→ To do
Print every line below. Match each one exactly.

Segmentation mask data
-=-=-=-=-
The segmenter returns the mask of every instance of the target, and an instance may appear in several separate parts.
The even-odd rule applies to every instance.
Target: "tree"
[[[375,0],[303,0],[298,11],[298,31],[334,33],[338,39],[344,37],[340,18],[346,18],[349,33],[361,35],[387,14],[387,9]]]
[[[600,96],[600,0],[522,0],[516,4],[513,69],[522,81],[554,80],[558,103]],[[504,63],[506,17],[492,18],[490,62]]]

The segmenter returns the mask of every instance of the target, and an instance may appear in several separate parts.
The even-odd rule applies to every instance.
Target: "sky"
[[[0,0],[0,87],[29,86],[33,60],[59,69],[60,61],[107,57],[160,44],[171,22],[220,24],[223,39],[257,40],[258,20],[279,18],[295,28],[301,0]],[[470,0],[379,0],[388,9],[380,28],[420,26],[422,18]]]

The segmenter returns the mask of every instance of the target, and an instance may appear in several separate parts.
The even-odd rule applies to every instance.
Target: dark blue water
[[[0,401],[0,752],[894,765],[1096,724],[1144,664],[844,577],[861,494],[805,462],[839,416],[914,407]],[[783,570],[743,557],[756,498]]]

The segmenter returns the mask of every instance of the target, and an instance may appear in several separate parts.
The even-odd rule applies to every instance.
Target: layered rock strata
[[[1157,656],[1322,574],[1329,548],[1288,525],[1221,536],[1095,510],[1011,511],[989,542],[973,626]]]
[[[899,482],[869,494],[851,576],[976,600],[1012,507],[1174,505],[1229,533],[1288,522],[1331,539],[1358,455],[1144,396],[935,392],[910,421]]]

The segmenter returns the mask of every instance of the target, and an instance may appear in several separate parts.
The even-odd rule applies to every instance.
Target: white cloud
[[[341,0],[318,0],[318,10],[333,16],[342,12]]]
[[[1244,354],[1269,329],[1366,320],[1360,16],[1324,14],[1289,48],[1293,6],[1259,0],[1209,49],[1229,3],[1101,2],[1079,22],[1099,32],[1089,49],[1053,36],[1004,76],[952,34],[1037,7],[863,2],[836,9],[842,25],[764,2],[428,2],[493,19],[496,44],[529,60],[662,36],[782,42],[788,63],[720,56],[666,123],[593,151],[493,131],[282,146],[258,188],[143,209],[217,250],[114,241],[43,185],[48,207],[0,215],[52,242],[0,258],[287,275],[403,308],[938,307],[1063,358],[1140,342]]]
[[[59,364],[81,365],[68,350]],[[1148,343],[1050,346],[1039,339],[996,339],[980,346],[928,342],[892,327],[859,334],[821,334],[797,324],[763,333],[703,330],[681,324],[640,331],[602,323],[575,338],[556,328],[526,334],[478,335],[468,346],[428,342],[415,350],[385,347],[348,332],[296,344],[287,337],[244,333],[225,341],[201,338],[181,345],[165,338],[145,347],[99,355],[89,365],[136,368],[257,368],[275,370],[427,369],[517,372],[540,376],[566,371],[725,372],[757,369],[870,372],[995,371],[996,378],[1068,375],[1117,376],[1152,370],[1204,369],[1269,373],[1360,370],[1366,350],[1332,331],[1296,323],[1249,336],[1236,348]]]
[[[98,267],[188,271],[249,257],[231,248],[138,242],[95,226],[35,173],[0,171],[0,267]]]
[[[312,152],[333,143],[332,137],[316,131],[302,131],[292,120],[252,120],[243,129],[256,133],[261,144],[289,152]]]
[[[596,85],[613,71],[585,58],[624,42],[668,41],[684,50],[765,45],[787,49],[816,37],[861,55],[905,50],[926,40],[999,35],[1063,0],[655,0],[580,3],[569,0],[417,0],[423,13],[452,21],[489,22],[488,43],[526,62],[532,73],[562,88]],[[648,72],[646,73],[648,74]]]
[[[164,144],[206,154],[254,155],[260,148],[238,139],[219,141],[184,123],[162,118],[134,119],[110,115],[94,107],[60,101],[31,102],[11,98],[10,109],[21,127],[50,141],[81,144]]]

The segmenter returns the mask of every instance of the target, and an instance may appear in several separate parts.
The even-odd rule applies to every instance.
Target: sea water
-=-=-=-=-
→ Result of this exercise
The segmenter returns the mask of every instance of the target, and an instance may appear in several separate parts.
The even-odd rule applies to every instance.
Target: "tree"
[[[375,0],[303,0],[298,11],[298,31],[334,33],[338,39],[344,37],[340,18],[346,18],[349,33],[361,35],[387,14],[387,9]]]
[[[600,96],[600,0],[522,0],[516,4],[513,69],[522,81],[554,80],[558,103]],[[504,63],[506,17],[492,18],[490,62]]]

The segmenter returns the mask of every instance of the target, and an instance may appear in several separate parts.
The even-odd rule applies to every instance.
Target: "sky"
[[[0,0],[0,87],[29,86],[33,60],[59,69],[60,61],[107,57],[160,44],[171,22],[220,24],[223,39],[257,40],[258,20],[279,18],[295,28],[301,0]],[[470,0],[379,0],[388,9],[380,28],[420,26],[422,18]]]

The segmenter returns the mask of every instance of the target, and an instance may appear in several separate parts.
The even-odd rule applies to every instance.
Target: dark blue water
[[[0,401],[0,752],[894,765],[1096,724],[1144,664],[844,577],[861,494],[805,462],[839,416],[914,407]],[[783,570],[743,557],[756,498]]]

The segmenter returns the mask of every instance of the target, and an instance may appear in several separate parts.
The even-odd rule applies to every instance.
Target: layered rock strata
[[[1157,656],[1322,574],[1329,548],[1288,525],[1221,536],[1095,510],[1011,511],[989,542],[973,626]]]
[[[899,482],[869,494],[851,576],[976,600],[1012,507],[1174,505],[1229,533],[1288,522],[1331,539],[1358,455],[1144,396],[935,392],[910,421]]]

The segmenter returns the mask of every instance of the target, and an instance may appear in several separate parts.
The even-odd rule applies to every instance.
Target: white cloud
[[[341,0],[318,0],[318,10],[333,16],[342,12]]]
[[[1244,354],[1269,329],[1366,320],[1360,16],[1324,14],[1289,48],[1293,6],[1259,0],[1209,49],[1229,3],[1101,2],[1079,22],[1099,32],[1089,49],[1053,36],[1004,76],[952,34],[1037,7],[863,2],[836,9],[842,25],[764,2],[428,2],[493,19],[496,44],[529,60],[662,36],[782,42],[788,63],[720,56],[666,123],[593,151],[493,131],[282,146],[258,188],[143,209],[217,250],[114,241],[43,185],[48,207],[0,215],[52,242],[0,258],[287,275],[403,308],[938,307],[1063,358],[1140,342]]]
[[[59,364],[81,365],[68,350]],[[1148,343],[1050,346],[1039,339],[996,339],[980,346],[928,342],[892,327],[859,334],[821,334],[797,324],[763,333],[703,330],[681,324],[640,331],[602,323],[575,338],[556,328],[526,334],[478,335],[468,346],[428,342],[415,350],[385,347],[348,332],[296,344],[287,337],[244,333],[225,341],[201,338],[181,345],[165,338],[145,347],[99,355],[89,365],[136,368],[257,368],[275,370],[427,369],[517,372],[540,376],[566,371],[725,372],[757,369],[870,372],[995,371],[996,378],[1068,375],[1117,376],[1152,370],[1204,369],[1269,373],[1360,370],[1366,350],[1332,331],[1296,323],[1249,336],[1236,348]]]
[[[98,267],[188,271],[249,257],[231,248],[138,242],[95,226],[35,173],[0,171],[0,267]]]
[[[312,152],[333,143],[332,137],[316,131],[302,131],[292,120],[252,120],[243,129],[256,133],[261,144],[289,152]]]
[[[596,85],[613,71],[585,58],[624,42],[668,41],[684,50],[765,45],[787,49],[816,37],[861,55],[905,50],[926,40],[999,35],[1063,0],[655,0],[580,3],[569,0],[417,0],[423,13],[452,21],[489,22],[488,43],[526,62],[532,73],[562,88]],[[648,72],[646,73],[648,74]]]
[[[164,144],[206,154],[254,155],[260,148],[238,139],[219,141],[184,123],[162,118],[134,119],[110,115],[94,107],[60,101],[31,102],[11,98],[10,109],[21,127],[50,141],[81,144]]]

The segmenter returns the mask of every instance of the target, and an instance may appear in several separate parts.
The even-odd rule applies to every instance.
Target: sea water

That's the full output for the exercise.